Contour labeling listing
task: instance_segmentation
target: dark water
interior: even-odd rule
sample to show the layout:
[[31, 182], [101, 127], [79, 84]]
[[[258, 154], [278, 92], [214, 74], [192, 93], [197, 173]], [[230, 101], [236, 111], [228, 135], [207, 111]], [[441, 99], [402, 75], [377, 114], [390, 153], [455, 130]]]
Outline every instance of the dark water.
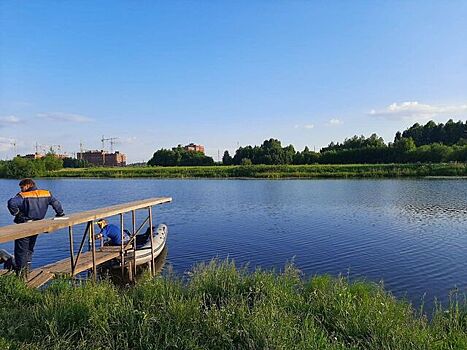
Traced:
[[[281, 269], [293, 260], [306, 275], [383, 280], [418, 304], [467, 287], [466, 180], [40, 180], [67, 213], [148, 197], [169, 225], [168, 263], [230, 257]], [[0, 201], [18, 191], [0, 180]], [[52, 210], [49, 211], [52, 215]], [[141, 217], [143, 215], [141, 214]], [[11, 223], [6, 208], [0, 225]], [[117, 221], [116, 221], [117, 222]], [[129, 217], [127, 222], [129, 223]], [[12, 244], [2, 247], [12, 250]], [[42, 235], [39, 266], [68, 256], [67, 233]]]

> **SHORT TASK**
Please change "dark water" to "murky water" throughout the listing above and write the listing out again with everything else unchanged. Leave the pictures out of your answer.

> **REPLY TO THE TASK**
task: instance_segmentation
target: murky water
interior: even-odd rule
sample to show the layout:
[[31, 182], [101, 127], [79, 84]]
[[[258, 154], [278, 92], [214, 74], [192, 93], [197, 173]], [[230, 101], [236, 111], [228, 135], [207, 111]], [[441, 99], [402, 75], [377, 114], [390, 153], [455, 130]]]
Outline every instance of the murky water.
Traced:
[[[281, 269], [293, 260], [306, 275], [383, 280], [418, 304], [467, 287], [466, 180], [40, 180], [67, 213], [148, 197], [169, 225], [168, 263], [230, 257]], [[0, 201], [18, 191], [0, 180]], [[52, 210], [49, 211], [52, 215]], [[141, 217], [143, 215], [141, 214]], [[11, 223], [6, 208], [0, 225]], [[117, 221], [116, 221], [117, 222]], [[129, 217], [127, 222], [129, 223]], [[12, 244], [2, 247], [12, 250]], [[42, 235], [39, 266], [68, 256], [67, 233]]]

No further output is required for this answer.